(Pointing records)

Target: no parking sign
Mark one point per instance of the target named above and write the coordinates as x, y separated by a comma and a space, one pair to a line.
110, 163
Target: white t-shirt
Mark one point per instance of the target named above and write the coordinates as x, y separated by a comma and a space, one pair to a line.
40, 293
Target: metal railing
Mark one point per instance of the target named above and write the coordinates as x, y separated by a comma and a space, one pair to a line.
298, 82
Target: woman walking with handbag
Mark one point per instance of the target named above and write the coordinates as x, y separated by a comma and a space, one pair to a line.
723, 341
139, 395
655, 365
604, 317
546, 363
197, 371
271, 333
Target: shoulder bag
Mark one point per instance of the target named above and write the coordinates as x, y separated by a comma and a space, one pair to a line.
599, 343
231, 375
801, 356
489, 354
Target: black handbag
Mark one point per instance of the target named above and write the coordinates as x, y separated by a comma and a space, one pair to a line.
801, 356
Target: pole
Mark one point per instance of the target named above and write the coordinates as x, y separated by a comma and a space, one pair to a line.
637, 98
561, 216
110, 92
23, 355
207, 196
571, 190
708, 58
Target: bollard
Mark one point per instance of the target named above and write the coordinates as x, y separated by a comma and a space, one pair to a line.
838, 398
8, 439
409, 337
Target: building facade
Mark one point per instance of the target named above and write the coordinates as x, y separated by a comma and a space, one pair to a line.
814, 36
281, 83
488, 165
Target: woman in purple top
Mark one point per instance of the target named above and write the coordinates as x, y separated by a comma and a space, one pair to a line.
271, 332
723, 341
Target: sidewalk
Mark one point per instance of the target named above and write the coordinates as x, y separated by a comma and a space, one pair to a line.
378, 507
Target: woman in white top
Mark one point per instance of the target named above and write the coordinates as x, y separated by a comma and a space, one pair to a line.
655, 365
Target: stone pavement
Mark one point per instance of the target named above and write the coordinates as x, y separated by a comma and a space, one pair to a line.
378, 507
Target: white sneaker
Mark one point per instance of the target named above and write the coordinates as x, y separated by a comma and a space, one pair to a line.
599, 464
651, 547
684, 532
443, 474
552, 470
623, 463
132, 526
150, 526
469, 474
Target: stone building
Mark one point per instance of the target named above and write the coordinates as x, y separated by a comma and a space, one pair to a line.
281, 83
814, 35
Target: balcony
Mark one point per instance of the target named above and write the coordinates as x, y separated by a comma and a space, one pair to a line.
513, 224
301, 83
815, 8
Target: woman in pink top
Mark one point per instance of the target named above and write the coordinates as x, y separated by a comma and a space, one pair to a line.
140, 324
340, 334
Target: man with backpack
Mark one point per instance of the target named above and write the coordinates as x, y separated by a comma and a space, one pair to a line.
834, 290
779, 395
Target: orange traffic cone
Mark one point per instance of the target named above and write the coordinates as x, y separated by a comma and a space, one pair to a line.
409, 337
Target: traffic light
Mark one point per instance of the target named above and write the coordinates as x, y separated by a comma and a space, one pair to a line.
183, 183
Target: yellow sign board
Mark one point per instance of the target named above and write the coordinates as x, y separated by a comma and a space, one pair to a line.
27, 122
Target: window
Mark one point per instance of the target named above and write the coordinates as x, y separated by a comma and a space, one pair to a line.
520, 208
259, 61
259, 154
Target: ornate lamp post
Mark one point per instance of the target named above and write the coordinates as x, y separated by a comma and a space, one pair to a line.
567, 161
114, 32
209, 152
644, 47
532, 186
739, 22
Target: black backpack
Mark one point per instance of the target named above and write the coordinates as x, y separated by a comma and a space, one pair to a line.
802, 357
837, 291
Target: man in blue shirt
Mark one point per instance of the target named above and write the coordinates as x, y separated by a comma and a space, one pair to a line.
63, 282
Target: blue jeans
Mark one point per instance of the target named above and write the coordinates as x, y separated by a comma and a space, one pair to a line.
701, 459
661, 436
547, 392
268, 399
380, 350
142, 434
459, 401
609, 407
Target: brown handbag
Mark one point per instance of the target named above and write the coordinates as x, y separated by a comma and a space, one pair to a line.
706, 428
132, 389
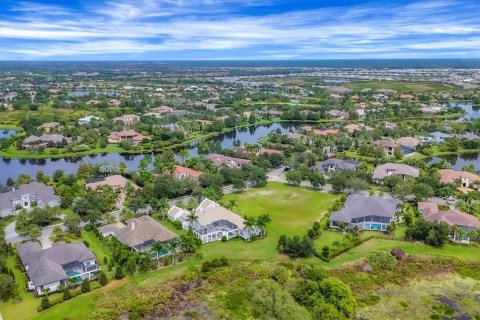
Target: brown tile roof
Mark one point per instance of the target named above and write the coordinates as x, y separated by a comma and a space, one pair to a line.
431, 213
449, 175
179, 170
139, 230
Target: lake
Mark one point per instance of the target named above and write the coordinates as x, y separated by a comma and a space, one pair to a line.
470, 110
11, 168
460, 160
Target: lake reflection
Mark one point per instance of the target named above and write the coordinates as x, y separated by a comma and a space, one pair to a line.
11, 168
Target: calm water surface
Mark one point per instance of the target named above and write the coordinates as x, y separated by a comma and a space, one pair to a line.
11, 168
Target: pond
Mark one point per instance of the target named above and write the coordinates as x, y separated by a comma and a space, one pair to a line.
457, 161
6, 133
11, 168
470, 110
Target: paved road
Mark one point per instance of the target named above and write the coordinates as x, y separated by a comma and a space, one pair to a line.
11, 236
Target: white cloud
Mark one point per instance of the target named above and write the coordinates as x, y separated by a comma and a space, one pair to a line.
116, 27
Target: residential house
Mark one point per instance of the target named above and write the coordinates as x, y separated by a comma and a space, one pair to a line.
340, 89
389, 125
117, 182
352, 127
26, 196
318, 132
452, 216
221, 160
432, 109
407, 96
87, 120
49, 126
333, 164
49, 269
338, 114
465, 178
408, 144
398, 169
172, 127
114, 103
126, 135
436, 137
139, 234
213, 222
162, 109
127, 119
387, 146
186, 173
45, 140
365, 213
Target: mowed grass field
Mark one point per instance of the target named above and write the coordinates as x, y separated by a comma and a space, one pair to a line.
413, 248
292, 210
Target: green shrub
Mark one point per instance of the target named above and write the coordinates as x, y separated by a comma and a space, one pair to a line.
45, 303
119, 273
66, 294
214, 263
85, 285
380, 260
102, 278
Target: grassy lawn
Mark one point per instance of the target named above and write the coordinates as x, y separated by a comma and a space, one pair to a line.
27, 309
80, 307
290, 214
449, 250
98, 248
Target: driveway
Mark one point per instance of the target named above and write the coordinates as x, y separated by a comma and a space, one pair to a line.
11, 236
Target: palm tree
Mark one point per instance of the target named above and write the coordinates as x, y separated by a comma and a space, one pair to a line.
192, 218
255, 148
262, 222
231, 204
58, 233
157, 247
162, 206
184, 154
173, 247
457, 232
170, 168
249, 223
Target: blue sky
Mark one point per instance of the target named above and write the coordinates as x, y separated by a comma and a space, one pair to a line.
237, 29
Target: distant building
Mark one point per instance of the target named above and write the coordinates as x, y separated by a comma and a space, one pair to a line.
387, 146
45, 140
138, 233
333, 164
184, 172
87, 120
452, 216
49, 269
213, 222
464, 178
49, 126
25, 196
221, 160
365, 213
127, 119
397, 169
127, 135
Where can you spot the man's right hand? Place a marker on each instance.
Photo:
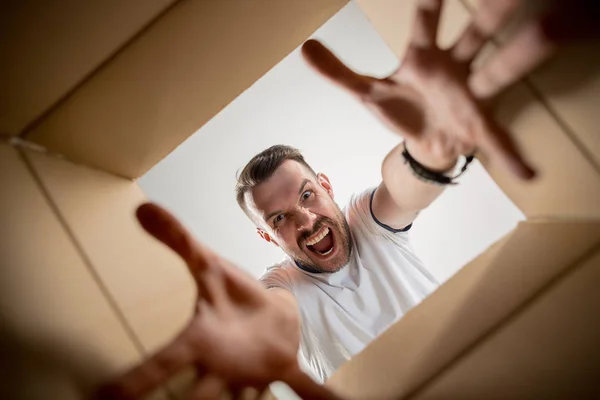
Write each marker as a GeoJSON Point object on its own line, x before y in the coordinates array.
{"type": "Point", "coordinates": [240, 336]}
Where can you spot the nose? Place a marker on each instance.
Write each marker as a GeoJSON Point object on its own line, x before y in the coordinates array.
{"type": "Point", "coordinates": [305, 219]}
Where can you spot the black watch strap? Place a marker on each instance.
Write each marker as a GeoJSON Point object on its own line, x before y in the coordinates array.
{"type": "Point", "coordinates": [434, 177]}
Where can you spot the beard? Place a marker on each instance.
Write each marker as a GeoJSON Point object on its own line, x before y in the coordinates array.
{"type": "Point", "coordinates": [341, 230]}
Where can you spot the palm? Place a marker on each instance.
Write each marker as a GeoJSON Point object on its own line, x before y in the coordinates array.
{"type": "Point", "coordinates": [428, 100]}
{"type": "Point", "coordinates": [239, 336]}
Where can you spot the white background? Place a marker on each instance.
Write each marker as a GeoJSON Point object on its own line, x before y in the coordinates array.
{"type": "Point", "coordinates": [292, 105]}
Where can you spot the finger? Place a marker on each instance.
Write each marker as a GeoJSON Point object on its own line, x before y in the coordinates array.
{"type": "Point", "coordinates": [308, 389]}
{"type": "Point", "coordinates": [246, 393]}
{"type": "Point", "coordinates": [520, 55]}
{"type": "Point", "coordinates": [209, 387]}
{"type": "Point", "coordinates": [496, 142]}
{"type": "Point", "coordinates": [152, 373]}
{"type": "Point", "coordinates": [489, 18]}
{"type": "Point", "coordinates": [426, 23]}
{"type": "Point", "coordinates": [165, 227]}
{"type": "Point", "coordinates": [328, 65]}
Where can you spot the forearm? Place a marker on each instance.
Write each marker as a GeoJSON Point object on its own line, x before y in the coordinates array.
{"type": "Point", "coordinates": [405, 193]}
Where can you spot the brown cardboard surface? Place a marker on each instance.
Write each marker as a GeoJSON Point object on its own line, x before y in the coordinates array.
{"type": "Point", "coordinates": [569, 84]}
{"type": "Point", "coordinates": [468, 307]}
{"type": "Point", "coordinates": [58, 331]}
{"type": "Point", "coordinates": [171, 80]}
{"type": "Point", "coordinates": [149, 283]}
{"type": "Point", "coordinates": [568, 183]}
{"type": "Point", "coordinates": [48, 47]}
{"type": "Point", "coordinates": [548, 350]}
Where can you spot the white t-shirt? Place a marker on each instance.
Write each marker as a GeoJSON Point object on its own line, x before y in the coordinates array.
{"type": "Point", "coordinates": [342, 312]}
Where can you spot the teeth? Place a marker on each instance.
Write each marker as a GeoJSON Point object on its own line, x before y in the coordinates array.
{"type": "Point", "coordinates": [326, 253]}
{"type": "Point", "coordinates": [318, 238]}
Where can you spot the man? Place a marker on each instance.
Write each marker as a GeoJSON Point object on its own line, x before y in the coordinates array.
{"type": "Point", "coordinates": [352, 273]}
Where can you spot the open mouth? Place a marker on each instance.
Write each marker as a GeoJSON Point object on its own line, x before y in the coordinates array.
{"type": "Point", "coordinates": [322, 242]}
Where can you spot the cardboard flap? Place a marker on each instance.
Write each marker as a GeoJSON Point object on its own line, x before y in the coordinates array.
{"type": "Point", "coordinates": [468, 307]}
{"type": "Point", "coordinates": [169, 81]}
{"type": "Point", "coordinates": [47, 48]}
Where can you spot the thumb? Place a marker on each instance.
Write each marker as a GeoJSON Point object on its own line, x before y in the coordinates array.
{"type": "Point", "coordinates": [327, 64]}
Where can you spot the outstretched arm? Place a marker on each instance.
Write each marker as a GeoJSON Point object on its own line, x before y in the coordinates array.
{"type": "Point", "coordinates": [434, 100]}
{"type": "Point", "coordinates": [241, 335]}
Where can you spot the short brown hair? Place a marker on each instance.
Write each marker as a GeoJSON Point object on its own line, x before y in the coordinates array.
{"type": "Point", "coordinates": [262, 166]}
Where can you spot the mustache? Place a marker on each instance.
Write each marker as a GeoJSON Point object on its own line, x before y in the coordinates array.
{"type": "Point", "coordinates": [316, 227]}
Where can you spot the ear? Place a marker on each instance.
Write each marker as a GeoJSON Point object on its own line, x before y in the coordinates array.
{"type": "Point", "coordinates": [266, 236]}
{"type": "Point", "coordinates": [324, 182]}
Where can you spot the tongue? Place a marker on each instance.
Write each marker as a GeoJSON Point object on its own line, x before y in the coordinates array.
{"type": "Point", "coordinates": [325, 244]}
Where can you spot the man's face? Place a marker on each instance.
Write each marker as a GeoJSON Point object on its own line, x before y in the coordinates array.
{"type": "Point", "coordinates": [297, 210]}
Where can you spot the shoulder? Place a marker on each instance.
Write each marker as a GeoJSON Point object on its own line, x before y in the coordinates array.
{"type": "Point", "coordinates": [277, 276]}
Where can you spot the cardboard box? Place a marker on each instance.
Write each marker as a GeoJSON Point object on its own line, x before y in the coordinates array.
{"type": "Point", "coordinates": [97, 94]}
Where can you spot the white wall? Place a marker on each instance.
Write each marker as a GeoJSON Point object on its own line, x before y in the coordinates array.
{"type": "Point", "coordinates": [292, 105]}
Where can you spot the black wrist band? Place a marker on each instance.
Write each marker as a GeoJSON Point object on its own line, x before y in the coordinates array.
{"type": "Point", "coordinates": [426, 175]}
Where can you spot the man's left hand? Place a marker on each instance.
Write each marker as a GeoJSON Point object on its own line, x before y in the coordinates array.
{"type": "Point", "coordinates": [427, 100]}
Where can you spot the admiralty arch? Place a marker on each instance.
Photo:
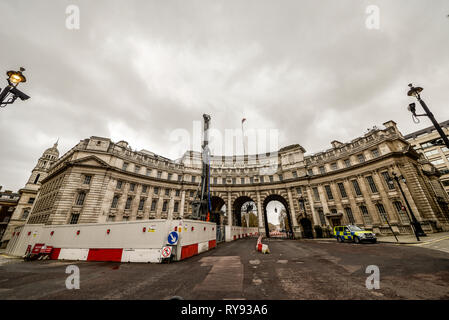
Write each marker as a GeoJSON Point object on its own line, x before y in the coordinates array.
{"type": "Point", "coordinates": [350, 183]}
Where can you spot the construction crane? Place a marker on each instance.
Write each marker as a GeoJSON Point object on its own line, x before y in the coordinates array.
{"type": "Point", "coordinates": [201, 205]}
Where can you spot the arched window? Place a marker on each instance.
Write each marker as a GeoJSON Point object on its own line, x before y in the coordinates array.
{"type": "Point", "coordinates": [80, 200]}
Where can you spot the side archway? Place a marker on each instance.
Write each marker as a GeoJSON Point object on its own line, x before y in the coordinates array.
{"type": "Point", "coordinates": [237, 209]}
{"type": "Point", "coordinates": [217, 211]}
{"type": "Point", "coordinates": [281, 199]}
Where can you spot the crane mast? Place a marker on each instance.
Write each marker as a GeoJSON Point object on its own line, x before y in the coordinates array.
{"type": "Point", "coordinates": [201, 204]}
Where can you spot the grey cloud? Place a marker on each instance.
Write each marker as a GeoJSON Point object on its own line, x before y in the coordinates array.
{"type": "Point", "coordinates": [139, 70]}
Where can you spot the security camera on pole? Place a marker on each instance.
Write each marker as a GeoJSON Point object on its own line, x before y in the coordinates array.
{"type": "Point", "coordinates": [10, 93]}
{"type": "Point", "coordinates": [201, 205]}
{"type": "Point", "coordinates": [415, 92]}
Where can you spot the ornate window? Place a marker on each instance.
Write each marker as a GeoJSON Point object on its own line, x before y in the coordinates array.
{"type": "Point", "coordinates": [128, 202]}
{"type": "Point", "coordinates": [341, 187]}
{"type": "Point", "coordinates": [348, 211]}
{"type": "Point", "coordinates": [80, 199]}
{"type": "Point", "coordinates": [114, 202]}
{"type": "Point", "coordinates": [371, 184]}
{"type": "Point", "coordinates": [329, 192]}
{"type": "Point", "coordinates": [382, 213]}
{"type": "Point", "coordinates": [87, 179]}
{"type": "Point", "coordinates": [365, 214]}
{"type": "Point", "coordinates": [356, 186]}
{"type": "Point", "coordinates": [141, 203]}
{"type": "Point", "coordinates": [74, 218]}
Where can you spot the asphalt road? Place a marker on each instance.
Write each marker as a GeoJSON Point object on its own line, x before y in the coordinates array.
{"type": "Point", "coordinates": [301, 269]}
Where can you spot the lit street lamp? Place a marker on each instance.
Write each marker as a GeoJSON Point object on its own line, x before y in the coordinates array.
{"type": "Point", "coordinates": [414, 91]}
{"type": "Point", "coordinates": [415, 223]}
{"type": "Point", "coordinates": [10, 93]}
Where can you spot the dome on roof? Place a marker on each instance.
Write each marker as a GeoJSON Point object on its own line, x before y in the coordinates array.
{"type": "Point", "coordinates": [53, 150]}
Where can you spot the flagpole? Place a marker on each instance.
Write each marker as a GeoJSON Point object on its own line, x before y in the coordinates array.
{"type": "Point", "coordinates": [243, 139]}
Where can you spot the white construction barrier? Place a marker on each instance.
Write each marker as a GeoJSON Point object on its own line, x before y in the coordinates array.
{"type": "Point", "coordinates": [234, 233]}
{"type": "Point", "coordinates": [134, 241]}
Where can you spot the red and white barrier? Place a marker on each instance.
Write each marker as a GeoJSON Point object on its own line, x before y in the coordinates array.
{"type": "Point", "coordinates": [262, 247]}
{"type": "Point", "coordinates": [234, 232]}
{"type": "Point", "coordinates": [135, 241]}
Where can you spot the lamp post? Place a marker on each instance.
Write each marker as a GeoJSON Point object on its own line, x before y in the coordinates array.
{"type": "Point", "coordinates": [10, 93]}
{"type": "Point", "coordinates": [415, 223]}
{"type": "Point", "coordinates": [414, 91]}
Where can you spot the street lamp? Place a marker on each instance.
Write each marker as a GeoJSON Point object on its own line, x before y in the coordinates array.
{"type": "Point", "coordinates": [415, 91]}
{"type": "Point", "coordinates": [10, 93]}
{"type": "Point", "coordinates": [415, 223]}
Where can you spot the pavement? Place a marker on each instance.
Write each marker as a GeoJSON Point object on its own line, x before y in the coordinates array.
{"type": "Point", "coordinates": [295, 269]}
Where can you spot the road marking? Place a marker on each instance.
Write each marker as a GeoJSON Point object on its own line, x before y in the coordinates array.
{"type": "Point", "coordinates": [282, 261]}
{"type": "Point", "coordinates": [428, 242]}
{"type": "Point", "coordinates": [225, 275]}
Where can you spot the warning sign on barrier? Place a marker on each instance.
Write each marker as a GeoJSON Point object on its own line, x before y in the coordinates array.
{"type": "Point", "coordinates": [166, 252]}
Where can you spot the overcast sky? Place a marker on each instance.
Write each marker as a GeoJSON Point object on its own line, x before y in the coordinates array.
{"type": "Point", "coordinates": [139, 70]}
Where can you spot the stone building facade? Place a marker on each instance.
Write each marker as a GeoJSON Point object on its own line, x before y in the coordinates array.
{"type": "Point", "coordinates": [425, 142]}
{"type": "Point", "coordinates": [99, 180]}
{"type": "Point", "coordinates": [28, 194]}
{"type": "Point", "coordinates": [8, 203]}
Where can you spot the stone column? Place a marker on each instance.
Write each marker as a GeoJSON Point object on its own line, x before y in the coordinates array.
{"type": "Point", "coordinates": [316, 219]}
{"type": "Point", "coordinates": [183, 199]}
{"type": "Point", "coordinates": [391, 211]}
{"type": "Point", "coordinates": [293, 213]}
{"type": "Point", "coordinates": [323, 199]}
{"type": "Point", "coordinates": [366, 192]}
{"type": "Point", "coordinates": [229, 209]}
{"type": "Point", "coordinates": [171, 204]}
{"type": "Point", "coordinates": [261, 227]}
{"type": "Point", "coordinates": [351, 196]}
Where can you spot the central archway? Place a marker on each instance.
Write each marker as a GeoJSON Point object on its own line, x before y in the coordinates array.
{"type": "Point", "coordinates": [289, 227]}
{"type": "Point", "coordinates": [248, 205]}
{"type": "Point", "coordinates": [218, 210]}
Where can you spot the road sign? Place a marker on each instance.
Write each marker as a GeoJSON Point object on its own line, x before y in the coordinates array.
{"type": "Point", "coordinates": [166, 252]}
{"type": "Point", "coordinates": [173, 238]}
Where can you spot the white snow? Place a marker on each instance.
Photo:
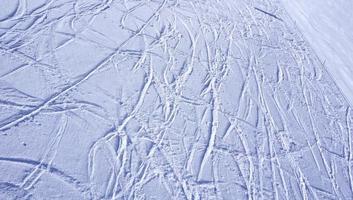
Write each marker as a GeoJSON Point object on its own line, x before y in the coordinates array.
{"type": "Point", "coordinates": [328, 27]}
{"type": "Point", "coordinates": [174, 99]}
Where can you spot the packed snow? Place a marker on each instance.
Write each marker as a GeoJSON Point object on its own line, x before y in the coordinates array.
{"type": "Point", "coordinates": [176, 99]}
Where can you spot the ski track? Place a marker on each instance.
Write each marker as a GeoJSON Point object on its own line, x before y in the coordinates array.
{"type": "Point", "coordinates": [167, 99]}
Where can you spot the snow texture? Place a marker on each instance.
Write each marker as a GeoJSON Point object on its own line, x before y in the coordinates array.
{"type": "Point", "coordinates": [173, 99]}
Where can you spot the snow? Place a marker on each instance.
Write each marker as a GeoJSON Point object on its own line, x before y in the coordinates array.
{"type": "Point", "coordinates": [175, 99]}
{"type": "Point", "coordinates": [328, 27]}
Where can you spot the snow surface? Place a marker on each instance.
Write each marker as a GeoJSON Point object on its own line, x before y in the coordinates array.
{"type": "Point", "coordinates": [172, 99]}
{"type": "Point", "coordinates": [328, 26]}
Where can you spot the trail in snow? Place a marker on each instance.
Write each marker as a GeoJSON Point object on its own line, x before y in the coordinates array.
{"type": "Point", "coordinates": [167, 99]}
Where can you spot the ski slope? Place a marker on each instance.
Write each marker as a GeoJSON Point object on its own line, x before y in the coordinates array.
{"type": "Point", "coordinates": [169, 99]}
{"type": "Point", "coordinates": [328, 27]}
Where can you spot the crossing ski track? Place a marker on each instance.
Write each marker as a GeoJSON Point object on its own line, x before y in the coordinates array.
{"type": "Point", "coordinates": [168, 99]}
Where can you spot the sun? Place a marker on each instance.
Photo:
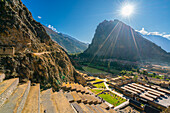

# YOUR OBJECTIVE
Return every line of the listing above that contains the string "backpack". Case counts.

# SOLUTION
Target: man with backpack
Target: black backpack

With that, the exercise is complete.